* [PASSAGE FOR REVIEW]
···

While those in the field of international education sweat the year on year movements of different source and destination markets, we’re zooming out to frame what appears to be a relatively rapid recovery of global student flows, a ‘bona fide’ wave of pent-up demand and, for the market as a whole, a promising outlook, albeit some markets are recovering faster than others.
The pandemic brought international education out into the public discourse from once being considered a niche phenomena to now being better understood by the general public as a critical component of Higher Education and skilled workforce supply, as well as a significant economic pillar for many of the worlds major economies. We’ve collectively under-estimated the significance of international education and one of the primary goals of this research was to quantify the global economic contribution of international education and project a range of future scenarios for how the market might grow through to 2030.
Building on our 2018 ‘Global Flows Project‘ and making use of our new market sizing and forecasting engine, along with 100+ expert interviews and two global surveys, we’re updating our outlook for international education as follows.
Pre-pandemic population forecasts by the Wittgenstein Centre, on a medium scenario outlook, suggest the world will see 1 billion post-secondary graduates over the next 30 years. The current decade alone was expected to deliver more than 250 million of those graduates, with each decade successively accelerating, Asia alone representing more than 200 million graduates in each of the following two decades.
While we do see Asia, Africa and Latin America investing heavily in regional capacity to meet this demand, and more importantly power their economies with skilled populations, we do expect the 50+ year trend of international education to power along, driven by students and their families seeking academic and language skills, work experience and acculturation from advanced economies and the credentials they offer.
On the ‘supply-side’, Europe and North American Universities dominate the Top 200 where many millions of students around the world aspire to study. Europe boasts massive enrollment capacity at Top 1000 Universities, as does North America, with Asia building out top ranked institutions as a high priority.
Network respondents includes University Faculty and Admissions, International Education technology and services platforms. Respondents are almost exclusively all subject matter experts with 5-10+ years experience in international education.

···

* [LISTED ENTRIES]

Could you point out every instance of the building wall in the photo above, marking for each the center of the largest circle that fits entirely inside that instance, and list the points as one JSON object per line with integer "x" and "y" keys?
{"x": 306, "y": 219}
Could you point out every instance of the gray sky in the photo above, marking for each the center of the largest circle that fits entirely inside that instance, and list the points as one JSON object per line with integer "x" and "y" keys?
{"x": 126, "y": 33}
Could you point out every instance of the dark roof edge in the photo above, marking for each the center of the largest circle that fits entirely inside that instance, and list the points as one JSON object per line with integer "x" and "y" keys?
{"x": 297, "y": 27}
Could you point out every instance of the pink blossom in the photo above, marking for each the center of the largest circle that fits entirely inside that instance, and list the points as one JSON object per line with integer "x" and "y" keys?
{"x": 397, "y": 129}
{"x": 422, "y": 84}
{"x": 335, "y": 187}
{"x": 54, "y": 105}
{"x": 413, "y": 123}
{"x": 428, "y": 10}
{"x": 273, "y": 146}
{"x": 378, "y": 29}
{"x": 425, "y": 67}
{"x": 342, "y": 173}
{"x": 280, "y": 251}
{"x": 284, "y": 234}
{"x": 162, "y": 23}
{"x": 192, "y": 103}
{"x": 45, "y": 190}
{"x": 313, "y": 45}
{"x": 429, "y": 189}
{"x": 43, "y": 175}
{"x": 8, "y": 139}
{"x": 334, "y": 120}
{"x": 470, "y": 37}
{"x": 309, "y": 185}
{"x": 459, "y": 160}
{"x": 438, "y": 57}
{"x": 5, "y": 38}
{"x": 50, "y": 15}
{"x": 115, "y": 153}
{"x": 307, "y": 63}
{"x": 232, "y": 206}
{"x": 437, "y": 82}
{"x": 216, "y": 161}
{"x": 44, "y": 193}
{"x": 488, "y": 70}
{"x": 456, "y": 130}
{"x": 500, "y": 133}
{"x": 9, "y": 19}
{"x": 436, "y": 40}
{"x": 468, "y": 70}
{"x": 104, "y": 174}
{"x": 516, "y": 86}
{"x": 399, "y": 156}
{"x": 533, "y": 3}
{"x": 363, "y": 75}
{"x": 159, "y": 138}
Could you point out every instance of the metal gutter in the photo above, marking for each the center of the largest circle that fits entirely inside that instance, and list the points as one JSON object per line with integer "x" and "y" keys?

···

* [QUESTIONS]
1. Name every world region that the passage on international education mentions.
2. Proceed with the passage on international education, picking up after its final sentence.

* [ANSWERS FOR THE EXERCISE]
1. Asia, Africa, Latin America, Europe, North America

2.
April 2021 Survey was quite negative about the outlook. Just over 50% expected slower than historic growth over the next 5 to 10 years. 30% expected to return to the long-term average with 20% expecting short or sustained periods of stronger than pre-pandemic growth levels, generally citing pent up demand.
January 2022 Survey demonstrated a major shift in sentiment. In April 21, more than half of respondents expected slower growth or a depressed new normal. By Jan 22 than cohort shrunk to 10%. In Jan 22, 90% of respondents expected at least a long term average recovery with more than 60% expecting either short bursts above norms or a new level of stronger growth overall.
Big Four. Australia, Canada the UK and US are commonly referred as the ‘Big Four’. They each compete for roughly half of the global flow of international students, the US the preferred study destination, attracts around 1 in 5 international students. Student flow adapts relatively rapidly in response to various positive and negative regulatory developments, demonstrating the strength of demand for international education and resilience not only of the market as a whole to global shocks, but individual destination market resilience to short term shocks and regulatory challenges.
Rest of World. More than 100 countries, outside the Big Four, attract a meaningful cohort of international students each year. Large destination markets include China, France, Germany, Japan, Malaysia, Spain and Russia. While these markets attract very large volumes of international students, tuition is very low in comparison to the Big Four. Some markets such as China and Russia have very low tuition levels compared to the Big Four and others such as France and Germany have a significant number of degree programs with very low to zero tuition at all.